*** Opening of RECORDS PROVIDED ***
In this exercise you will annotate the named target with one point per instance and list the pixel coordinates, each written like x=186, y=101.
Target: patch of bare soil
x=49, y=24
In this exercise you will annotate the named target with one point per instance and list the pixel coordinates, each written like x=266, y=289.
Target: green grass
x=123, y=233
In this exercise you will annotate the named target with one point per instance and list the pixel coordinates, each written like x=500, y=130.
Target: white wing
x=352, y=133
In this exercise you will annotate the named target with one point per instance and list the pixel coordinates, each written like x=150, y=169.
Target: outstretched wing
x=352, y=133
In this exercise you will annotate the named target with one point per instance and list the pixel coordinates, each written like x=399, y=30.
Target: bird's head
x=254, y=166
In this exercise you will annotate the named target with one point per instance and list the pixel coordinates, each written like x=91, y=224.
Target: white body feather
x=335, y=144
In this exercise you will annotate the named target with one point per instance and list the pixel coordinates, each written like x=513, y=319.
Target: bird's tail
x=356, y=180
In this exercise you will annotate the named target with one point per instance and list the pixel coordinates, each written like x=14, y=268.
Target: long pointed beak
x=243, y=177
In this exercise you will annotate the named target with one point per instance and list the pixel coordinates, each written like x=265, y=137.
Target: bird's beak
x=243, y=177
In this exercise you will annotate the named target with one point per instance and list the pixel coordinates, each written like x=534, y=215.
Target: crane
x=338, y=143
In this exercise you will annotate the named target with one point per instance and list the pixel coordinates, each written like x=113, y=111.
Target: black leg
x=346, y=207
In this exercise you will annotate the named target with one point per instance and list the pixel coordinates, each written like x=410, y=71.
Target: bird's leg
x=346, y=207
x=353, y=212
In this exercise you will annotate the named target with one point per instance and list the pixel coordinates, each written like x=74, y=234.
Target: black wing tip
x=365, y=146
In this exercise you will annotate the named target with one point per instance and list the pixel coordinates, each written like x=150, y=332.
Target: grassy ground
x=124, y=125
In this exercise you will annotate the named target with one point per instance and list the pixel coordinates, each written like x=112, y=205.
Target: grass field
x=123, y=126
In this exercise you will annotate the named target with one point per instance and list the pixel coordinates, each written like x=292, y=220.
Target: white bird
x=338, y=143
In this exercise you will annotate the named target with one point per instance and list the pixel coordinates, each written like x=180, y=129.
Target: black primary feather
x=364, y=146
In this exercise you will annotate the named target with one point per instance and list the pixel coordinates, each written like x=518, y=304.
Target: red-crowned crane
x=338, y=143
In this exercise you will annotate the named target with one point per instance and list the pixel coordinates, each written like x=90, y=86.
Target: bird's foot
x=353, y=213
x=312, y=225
*** Close of RECORDS PROVIDED ***
Only the lines from the line with "like x=518, y=304." to the final line of the entries are to be returned, each exactly as written, both ends included.

* TASK ANSWER
In this exercise you will annotate the named target with one point per instance and list the pixel coordinates, each written like x=518, y=304.
Target: red-crowned crane
x=338, y=143
In this exercise you will annotate the named target with one point per instance and list the pixel coordinates, each written like x=90, y=86.
Target: bird's foot
x=353, y=213
x=312, y=225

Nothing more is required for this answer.